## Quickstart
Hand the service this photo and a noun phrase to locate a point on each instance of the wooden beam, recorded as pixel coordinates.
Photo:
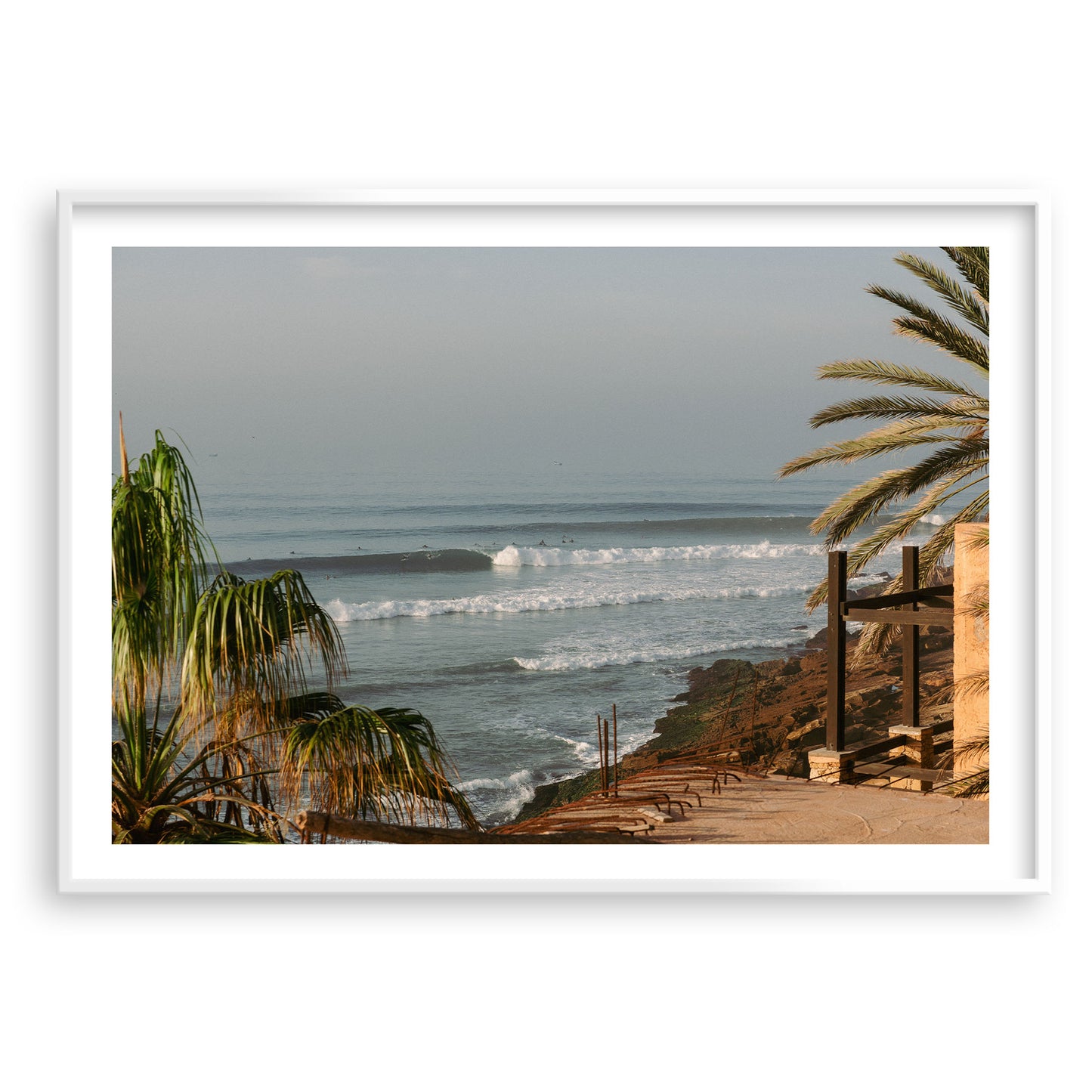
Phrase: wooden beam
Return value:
(836, 650)
(911, 657)
(898, 599)
(893, 616)
(879, 747)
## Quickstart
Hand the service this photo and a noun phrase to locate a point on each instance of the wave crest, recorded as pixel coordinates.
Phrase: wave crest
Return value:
(546, 556)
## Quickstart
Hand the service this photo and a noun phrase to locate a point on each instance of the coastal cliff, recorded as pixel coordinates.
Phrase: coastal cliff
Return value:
(769, 714)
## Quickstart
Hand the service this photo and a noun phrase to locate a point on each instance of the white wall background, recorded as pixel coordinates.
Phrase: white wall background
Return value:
(501, 991)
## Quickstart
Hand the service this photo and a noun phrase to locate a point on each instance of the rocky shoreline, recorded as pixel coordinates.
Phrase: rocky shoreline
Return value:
(768, 716)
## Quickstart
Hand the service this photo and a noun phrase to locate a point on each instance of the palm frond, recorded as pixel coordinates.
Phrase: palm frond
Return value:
(253, 645)
(973, 262)
(970, 305)
(960, 413)
(930, 326)
(385, 761)
(897, 375)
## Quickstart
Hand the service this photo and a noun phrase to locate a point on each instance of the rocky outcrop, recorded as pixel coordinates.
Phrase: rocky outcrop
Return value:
(768, 716)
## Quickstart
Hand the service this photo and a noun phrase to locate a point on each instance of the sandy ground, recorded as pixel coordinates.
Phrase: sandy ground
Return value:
(679, 806)
(759, 810)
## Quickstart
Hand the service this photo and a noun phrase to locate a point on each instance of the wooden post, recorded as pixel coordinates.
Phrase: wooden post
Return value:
(836, 651)
(599, 736)
(911, 654)
(614, 709)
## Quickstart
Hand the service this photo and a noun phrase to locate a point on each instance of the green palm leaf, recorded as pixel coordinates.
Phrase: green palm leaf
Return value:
(383, 761)
(954, 428)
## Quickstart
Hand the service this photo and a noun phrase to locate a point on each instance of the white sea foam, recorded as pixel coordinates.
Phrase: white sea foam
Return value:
(540, 600)
(507, 795)
(513, 556)
(604, 657)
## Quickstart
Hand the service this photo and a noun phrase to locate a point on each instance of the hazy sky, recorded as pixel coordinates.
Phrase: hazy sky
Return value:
(497, 357)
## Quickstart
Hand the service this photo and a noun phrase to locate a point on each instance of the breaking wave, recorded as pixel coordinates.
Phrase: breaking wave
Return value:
(540, 600)
(636, 555)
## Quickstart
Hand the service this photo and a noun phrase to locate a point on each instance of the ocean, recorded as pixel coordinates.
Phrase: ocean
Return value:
(513, 610)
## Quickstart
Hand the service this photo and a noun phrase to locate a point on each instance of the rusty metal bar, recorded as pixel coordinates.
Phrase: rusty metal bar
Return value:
(911, 652)
(836, 650)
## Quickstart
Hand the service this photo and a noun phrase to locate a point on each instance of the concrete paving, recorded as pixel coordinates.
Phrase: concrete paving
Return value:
(760, 810)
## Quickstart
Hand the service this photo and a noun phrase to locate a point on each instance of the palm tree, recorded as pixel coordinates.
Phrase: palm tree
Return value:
(945, 419)
(220, 728)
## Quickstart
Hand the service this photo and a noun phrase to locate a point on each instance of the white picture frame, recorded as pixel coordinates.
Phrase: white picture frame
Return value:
(1016, 227)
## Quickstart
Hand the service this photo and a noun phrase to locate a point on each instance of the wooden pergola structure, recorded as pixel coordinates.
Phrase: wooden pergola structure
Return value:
(911, 608)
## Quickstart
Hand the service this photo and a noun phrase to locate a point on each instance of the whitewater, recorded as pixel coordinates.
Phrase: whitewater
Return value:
(512, 611)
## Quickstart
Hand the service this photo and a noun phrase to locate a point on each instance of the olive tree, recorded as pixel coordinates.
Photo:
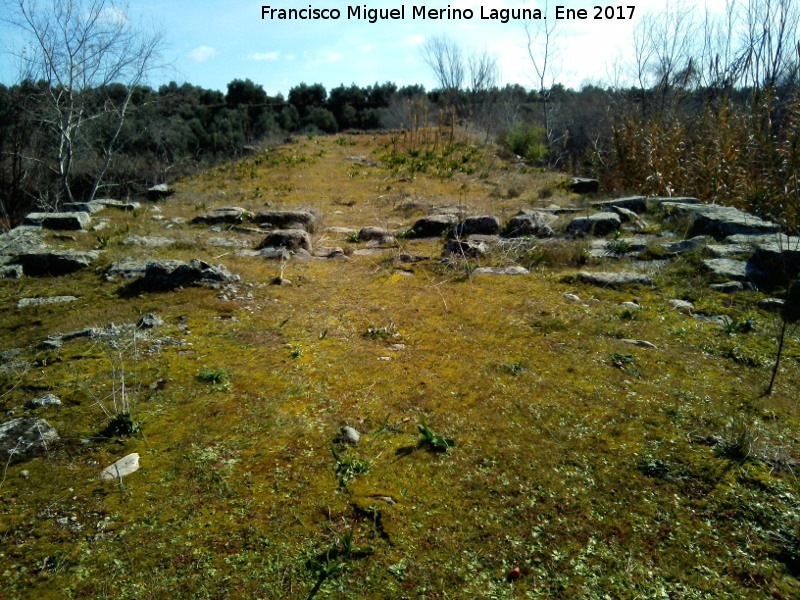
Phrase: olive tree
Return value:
(87, 59)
^^^^^^^^
### YOUR GOAL
Replicate the material above verbatim; images stay out of the copy.

### EXERCISE SOLUTION
## Quickstart
Hand the service this photo and a noun phrase to locate a point on each instance of the wooden beam, recorded as pixel coordinates.
Photo:
Phrase: wooden beam
Return value:
(836, 650)
(911, 657)
(898, 599)
(893, 616)
(879, 747)
## Quickstart
Hand the service this photo and a noun phrase to locate a point on each instance of the wave crest, recorded as pixel coordinates.
Phrase: wave crest
Return value:
(546, 556)
## Quickstart
Hand the service this photo and a noun phrase to locate a point on each instance of the coastal cliff, recorded as pixel coordinates.
Phrase: coastal cliff
Return value:
(769, 714)
## Quickstart
Hand the service this photo and a noun phrase to locate a point on each instance of the white wall background, recorded as pixel coordinates.
Phrase: white wall background
Return value:
(501, 991)
## Quickstart
Hand the service this photo and a noun phrase to locate a point on each instance of the rocky shoreline, recorded as pixel coordinates.
Phrase: rocky shoreline
Return value:
(768, 716)
## Quickstart
Hand the service this photo and a noun phrase to locate a point on each instance of the palm frond, recorded as pixel coordinates.
Phrase: palm frond
Return value:
(253, 645)
(973, 262)
(970, 305)
(960, 413)
(930, 326)
(385, 761)
(897, 375)
## Quickstart
Hand the service this photo and a noun phrase to locate a point on each instance of the rocky outcrop, recorded as pixel coordinates.
Phrase: rocky outcrop
Return value:
(768, 716)
## Quickstart
Hand the service this photo and a noun phrase to locate a point on each instance of the sandy ground, recorded as pixel coordinates.
Phrase: sandy ground
Return value:
(679, 806)
(759, 810)
## Quickstart
Hand the service this photo and a noun phrase to locate a point on each instance of the wooden post, recorded as pixel coordinates.
Phrase: wooden post
Return value:
(836, 651)
(599, 736)
(911, 654)
(614, 709)
## Quickstart
Hand the service this photo and a noun phrase to locate a point on each instance of the green palm leaf, recorded as pixel coordinates.
Phrase: green palm leaf
Return value:
(383, 761)
(954, 428)
## Quickstart
Hand the service this photo and a noun phrase to locate a point on each instance of the white sea foam, recorded as pixel coordinates.
Phrase: white sea foam
Return value:
(540, 600)
(507, 795)
(513, 556)
(604, 657)
## Quickstart
Hand the service this photo and a noun phrase to locate a point on each instance of the hazy sky, recorded as pixel coordinates.
Phrase: hazy sky
Return value:
(497, 357)
## Quickstart
Hand the service this photo and a noun phrase to locate a point on each instance of the breaking wave, recorded as pixel coordinates.
Phrase: breaking wave
Return value:
(540, 600)
(636, 555)
## Quickstart
Hand the service this photo and a noun phrase to locate a point on each instance of the ocean, recorded as pixel coordinates.
Phrase: ocean
Return value:
(513, 610)
## Quickstart
Hand the service this photo and a noun phrase to locate a point on each instance of the rusty metal bar, recorded as pixel coordinates.
Phrase: rusty metal bar
Return value:
(911, 652)
(836, 650)
## Quickstart
Hand the service this photo and a noun phrase to locate a point on each instance of the concrete paving, recorded as pixel coordinates.
Phrase: concrete paving
Return value:
(760, 810)
## Quickstart
Hand the service this photo and a noun phrase to locate a point on each instance of the palm tree, recorded as pixel coordinates.
Phrase: palm tree
Return value:
(945, 419)
(220, 728)
## Quickstart
Hand the service this photo and a noun phrase to locate a point on each instance of the white picture frame, recorded as pixel coordinates.
Phrase: white picture frame
Return value:
(1016, 227)
## Quickstart
Hand the service this photo and a noun phrase to locate a point on each instance of the wooden pergola structure, recorded as pixel coordinates.
Phrase: wooden pergola structure
Return value:
(911, 608)
## Quickstart
Hand the service this photo and a noun phrase to locate a point on each instance of the whitewater, recorded as pixel coordinates.
Phrase: whitewater
Return value:
(512, 611)
## Quickstart
Hand the service this photo and a noun phrase to locate a point on each instance of the olive tree, recorded as pixel coordinates.
Photo:
Phrase: olive tree
Return value:
(87, 59)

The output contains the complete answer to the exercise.